To do: Count the lines in the rows below that contain the word "person" and reply with the number alone.

Task data:
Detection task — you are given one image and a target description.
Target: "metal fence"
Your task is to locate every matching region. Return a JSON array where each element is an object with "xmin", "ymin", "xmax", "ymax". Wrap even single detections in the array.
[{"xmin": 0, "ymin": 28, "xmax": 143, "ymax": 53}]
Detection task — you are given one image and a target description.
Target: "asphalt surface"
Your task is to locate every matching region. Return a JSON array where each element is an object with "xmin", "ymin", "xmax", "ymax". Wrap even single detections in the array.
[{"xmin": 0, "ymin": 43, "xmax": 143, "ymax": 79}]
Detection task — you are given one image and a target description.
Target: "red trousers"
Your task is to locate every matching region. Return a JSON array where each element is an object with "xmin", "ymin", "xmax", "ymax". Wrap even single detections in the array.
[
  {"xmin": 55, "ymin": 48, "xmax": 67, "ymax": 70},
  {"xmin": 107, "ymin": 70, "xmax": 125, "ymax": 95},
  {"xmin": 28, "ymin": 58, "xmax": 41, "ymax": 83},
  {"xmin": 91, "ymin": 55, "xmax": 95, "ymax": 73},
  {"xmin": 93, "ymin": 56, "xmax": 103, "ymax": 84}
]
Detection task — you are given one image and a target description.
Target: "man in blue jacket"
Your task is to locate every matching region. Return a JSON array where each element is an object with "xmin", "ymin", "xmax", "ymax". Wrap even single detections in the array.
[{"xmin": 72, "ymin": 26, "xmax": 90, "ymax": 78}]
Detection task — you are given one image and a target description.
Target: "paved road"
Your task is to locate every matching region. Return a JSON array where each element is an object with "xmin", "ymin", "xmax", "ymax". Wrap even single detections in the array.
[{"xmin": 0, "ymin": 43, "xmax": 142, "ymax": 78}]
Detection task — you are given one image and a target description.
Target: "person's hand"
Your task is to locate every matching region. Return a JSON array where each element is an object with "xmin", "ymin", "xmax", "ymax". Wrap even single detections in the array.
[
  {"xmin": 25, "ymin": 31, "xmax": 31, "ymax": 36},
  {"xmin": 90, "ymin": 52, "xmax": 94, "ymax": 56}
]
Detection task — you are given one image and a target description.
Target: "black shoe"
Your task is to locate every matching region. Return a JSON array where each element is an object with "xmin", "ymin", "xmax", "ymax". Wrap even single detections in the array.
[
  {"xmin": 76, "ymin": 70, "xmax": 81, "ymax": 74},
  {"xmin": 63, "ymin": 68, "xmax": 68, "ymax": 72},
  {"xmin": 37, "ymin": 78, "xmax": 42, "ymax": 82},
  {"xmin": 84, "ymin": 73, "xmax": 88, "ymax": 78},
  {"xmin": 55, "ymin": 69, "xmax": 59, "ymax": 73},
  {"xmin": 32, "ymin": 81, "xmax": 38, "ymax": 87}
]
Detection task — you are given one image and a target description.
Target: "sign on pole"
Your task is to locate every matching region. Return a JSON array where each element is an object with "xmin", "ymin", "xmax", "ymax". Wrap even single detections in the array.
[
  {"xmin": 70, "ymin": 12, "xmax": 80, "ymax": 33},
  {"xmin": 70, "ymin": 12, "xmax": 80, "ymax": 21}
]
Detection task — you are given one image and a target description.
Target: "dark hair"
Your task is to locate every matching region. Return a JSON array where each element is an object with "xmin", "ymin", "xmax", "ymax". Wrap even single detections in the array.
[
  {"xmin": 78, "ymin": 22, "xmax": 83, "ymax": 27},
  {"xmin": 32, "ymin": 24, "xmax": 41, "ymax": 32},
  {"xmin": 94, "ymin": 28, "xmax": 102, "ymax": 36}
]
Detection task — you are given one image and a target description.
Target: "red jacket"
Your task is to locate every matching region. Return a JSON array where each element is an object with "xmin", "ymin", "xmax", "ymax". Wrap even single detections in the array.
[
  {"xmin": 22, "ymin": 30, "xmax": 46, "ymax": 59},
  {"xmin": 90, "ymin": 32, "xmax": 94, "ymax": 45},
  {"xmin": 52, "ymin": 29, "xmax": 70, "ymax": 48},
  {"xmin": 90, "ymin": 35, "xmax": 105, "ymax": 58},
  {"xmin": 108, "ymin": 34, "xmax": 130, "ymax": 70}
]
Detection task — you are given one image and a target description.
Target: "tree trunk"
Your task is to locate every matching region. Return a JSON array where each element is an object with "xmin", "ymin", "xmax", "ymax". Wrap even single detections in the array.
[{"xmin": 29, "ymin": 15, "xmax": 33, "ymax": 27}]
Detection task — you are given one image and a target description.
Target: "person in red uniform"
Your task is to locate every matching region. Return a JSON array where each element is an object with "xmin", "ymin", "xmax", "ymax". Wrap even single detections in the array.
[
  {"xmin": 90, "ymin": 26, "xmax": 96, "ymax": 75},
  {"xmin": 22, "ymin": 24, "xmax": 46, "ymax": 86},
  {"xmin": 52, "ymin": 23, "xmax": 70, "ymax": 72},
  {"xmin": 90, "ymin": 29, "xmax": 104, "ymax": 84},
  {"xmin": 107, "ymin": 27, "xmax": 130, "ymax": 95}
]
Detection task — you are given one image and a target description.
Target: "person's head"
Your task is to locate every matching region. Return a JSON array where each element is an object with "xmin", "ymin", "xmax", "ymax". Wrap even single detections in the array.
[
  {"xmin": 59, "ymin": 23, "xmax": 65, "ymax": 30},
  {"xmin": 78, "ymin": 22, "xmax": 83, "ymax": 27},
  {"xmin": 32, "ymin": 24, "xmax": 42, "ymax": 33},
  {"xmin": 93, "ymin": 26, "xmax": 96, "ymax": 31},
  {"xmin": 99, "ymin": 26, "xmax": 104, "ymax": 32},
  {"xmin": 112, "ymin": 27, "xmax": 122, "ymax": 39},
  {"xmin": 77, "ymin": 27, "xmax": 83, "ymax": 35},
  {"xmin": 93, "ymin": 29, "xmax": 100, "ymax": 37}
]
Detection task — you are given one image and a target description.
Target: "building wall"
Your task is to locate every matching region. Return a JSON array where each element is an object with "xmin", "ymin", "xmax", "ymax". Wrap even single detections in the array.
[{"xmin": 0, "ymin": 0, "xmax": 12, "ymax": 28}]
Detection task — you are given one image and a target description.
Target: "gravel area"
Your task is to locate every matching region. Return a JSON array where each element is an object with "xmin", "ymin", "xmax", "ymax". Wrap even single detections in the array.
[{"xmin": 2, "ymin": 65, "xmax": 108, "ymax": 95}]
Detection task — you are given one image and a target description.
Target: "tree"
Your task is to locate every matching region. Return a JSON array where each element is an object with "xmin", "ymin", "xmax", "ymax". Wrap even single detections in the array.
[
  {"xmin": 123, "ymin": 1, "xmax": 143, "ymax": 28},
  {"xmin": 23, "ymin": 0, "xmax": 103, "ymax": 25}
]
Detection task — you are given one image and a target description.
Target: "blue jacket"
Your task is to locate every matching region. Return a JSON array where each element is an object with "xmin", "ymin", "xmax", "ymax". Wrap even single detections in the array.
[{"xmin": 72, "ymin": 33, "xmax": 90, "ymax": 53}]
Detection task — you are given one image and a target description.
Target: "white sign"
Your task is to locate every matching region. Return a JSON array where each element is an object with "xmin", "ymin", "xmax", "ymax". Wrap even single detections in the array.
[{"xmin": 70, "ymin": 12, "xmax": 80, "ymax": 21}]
--
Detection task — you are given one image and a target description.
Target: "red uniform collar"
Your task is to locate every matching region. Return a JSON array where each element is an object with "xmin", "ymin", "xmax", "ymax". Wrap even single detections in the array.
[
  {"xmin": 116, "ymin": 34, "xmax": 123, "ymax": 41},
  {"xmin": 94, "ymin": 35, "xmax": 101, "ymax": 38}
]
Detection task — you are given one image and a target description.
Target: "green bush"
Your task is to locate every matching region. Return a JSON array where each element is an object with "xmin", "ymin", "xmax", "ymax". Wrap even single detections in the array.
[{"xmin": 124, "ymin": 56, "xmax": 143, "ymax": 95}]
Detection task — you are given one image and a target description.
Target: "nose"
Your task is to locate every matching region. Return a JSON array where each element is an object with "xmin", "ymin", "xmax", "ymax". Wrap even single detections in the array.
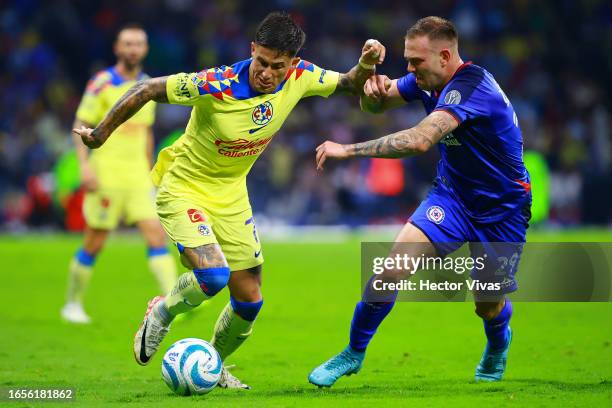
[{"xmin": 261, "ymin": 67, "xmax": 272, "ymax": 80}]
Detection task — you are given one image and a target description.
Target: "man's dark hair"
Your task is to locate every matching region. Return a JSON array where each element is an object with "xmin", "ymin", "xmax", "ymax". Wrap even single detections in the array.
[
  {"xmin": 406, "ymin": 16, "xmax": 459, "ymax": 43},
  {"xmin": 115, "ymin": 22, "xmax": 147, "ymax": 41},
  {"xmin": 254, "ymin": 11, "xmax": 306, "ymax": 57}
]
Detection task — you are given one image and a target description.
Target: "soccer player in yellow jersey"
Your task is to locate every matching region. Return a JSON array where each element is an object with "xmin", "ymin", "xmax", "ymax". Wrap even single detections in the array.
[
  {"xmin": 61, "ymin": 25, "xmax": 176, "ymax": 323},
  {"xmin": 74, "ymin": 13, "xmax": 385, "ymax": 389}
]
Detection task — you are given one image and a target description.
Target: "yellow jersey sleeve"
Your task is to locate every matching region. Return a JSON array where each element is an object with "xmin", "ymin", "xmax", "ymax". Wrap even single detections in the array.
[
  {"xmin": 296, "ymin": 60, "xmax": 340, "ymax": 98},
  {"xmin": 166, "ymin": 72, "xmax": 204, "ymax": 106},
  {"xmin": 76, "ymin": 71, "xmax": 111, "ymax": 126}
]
* * *
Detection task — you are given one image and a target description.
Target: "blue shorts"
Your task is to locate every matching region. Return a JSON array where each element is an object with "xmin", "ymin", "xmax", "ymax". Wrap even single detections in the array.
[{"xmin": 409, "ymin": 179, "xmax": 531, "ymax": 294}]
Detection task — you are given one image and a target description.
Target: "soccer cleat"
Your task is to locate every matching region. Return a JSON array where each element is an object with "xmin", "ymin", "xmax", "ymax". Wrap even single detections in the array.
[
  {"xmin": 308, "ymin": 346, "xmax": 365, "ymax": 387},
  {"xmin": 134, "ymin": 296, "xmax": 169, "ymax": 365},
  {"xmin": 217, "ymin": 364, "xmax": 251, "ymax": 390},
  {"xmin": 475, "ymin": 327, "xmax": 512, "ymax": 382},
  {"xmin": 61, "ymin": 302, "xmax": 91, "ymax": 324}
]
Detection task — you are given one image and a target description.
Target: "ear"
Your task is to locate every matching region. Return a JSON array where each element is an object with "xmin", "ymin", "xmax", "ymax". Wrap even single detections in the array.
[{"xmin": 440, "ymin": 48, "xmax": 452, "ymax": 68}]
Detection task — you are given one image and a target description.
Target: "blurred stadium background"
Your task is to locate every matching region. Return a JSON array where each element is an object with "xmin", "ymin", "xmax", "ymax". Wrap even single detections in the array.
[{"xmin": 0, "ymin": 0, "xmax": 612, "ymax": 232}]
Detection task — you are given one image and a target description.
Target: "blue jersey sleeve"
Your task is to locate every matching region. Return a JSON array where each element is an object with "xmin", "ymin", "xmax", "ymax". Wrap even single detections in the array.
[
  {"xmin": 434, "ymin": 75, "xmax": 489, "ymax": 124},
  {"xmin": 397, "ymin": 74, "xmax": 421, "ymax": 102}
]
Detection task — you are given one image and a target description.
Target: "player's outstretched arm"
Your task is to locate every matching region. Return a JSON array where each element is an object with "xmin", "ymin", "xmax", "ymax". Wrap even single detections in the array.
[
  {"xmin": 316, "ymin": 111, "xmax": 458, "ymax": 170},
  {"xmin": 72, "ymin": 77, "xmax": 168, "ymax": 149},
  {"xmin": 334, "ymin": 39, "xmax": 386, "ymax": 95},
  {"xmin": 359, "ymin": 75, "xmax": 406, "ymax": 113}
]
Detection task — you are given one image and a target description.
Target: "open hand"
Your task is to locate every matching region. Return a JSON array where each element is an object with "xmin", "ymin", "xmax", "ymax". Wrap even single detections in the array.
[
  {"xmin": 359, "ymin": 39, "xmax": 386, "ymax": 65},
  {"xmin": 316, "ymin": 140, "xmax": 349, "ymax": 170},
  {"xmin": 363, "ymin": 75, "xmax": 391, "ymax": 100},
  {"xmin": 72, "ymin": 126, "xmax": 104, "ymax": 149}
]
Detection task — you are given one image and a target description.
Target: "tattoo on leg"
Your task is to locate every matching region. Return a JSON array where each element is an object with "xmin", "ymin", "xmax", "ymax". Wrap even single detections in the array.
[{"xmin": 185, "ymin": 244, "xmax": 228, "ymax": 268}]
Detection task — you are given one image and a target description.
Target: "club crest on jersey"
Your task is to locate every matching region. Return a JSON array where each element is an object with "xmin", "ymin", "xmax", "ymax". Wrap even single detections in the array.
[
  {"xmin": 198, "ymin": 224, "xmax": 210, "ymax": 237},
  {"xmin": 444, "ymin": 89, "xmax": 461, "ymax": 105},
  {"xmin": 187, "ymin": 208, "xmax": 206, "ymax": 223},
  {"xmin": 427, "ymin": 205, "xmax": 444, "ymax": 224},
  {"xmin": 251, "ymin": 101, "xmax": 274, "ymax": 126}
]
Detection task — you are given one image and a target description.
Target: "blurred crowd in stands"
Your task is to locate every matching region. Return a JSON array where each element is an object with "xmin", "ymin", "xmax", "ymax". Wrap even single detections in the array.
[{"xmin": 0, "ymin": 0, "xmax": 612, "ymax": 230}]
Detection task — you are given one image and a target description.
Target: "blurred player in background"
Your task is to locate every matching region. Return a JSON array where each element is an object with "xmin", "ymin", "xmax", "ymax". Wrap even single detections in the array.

Full response: 3